Ziel der Übung: Übernimm sämtliche nachstehenden Zeilen wortgetreu und lass die Bilder dabei weg.

Beispiele zur Punktbeschriftung:
___
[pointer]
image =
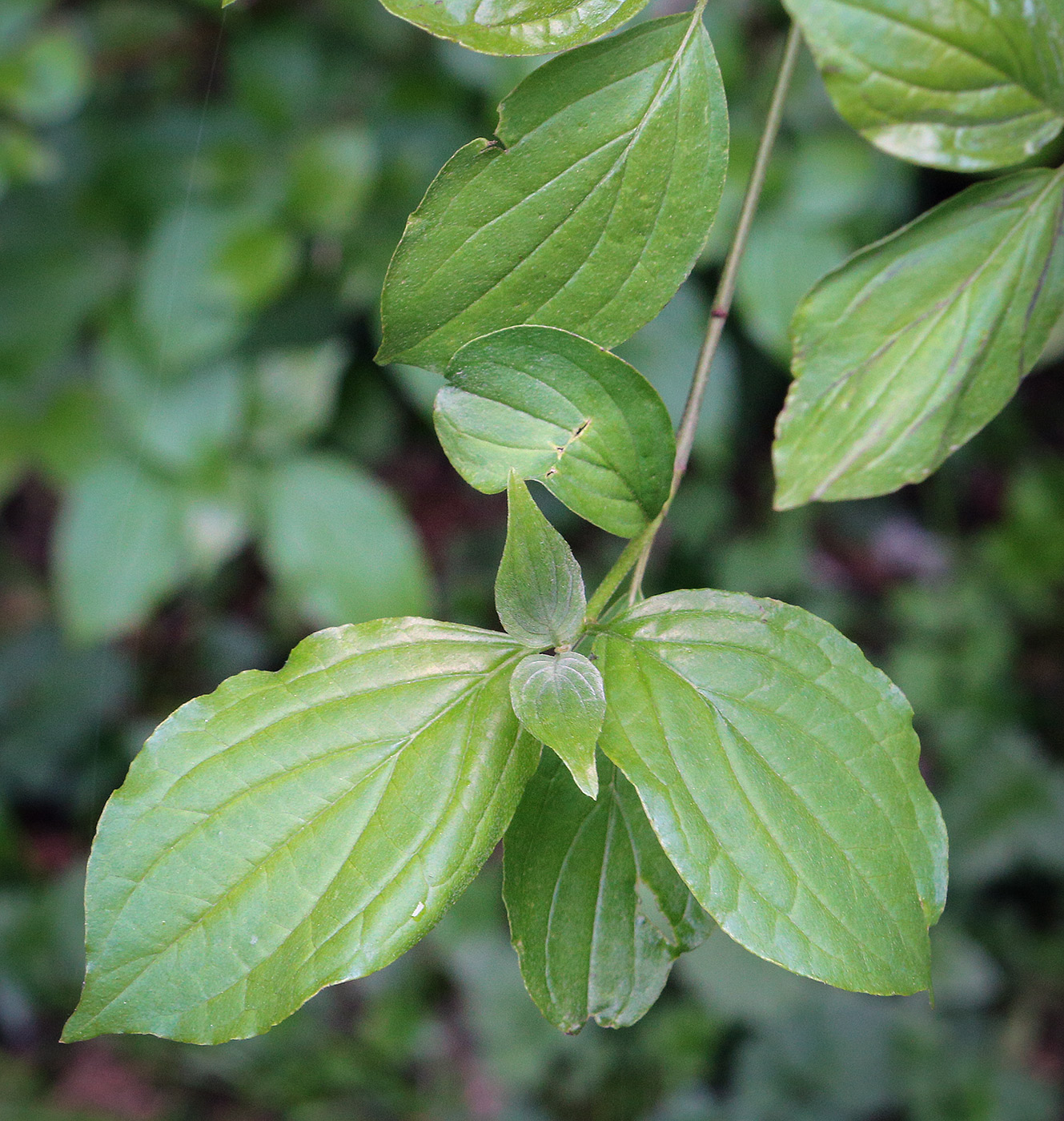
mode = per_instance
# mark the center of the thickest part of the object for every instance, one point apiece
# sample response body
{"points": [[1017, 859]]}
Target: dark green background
___
Ergebnis:
[pointer]
image =
mode = per_instance
# mark the center of the thickest part of the object for every instance, one point apiece
# sample response body
{"points": [[1017, 859]]}
Target: dark green background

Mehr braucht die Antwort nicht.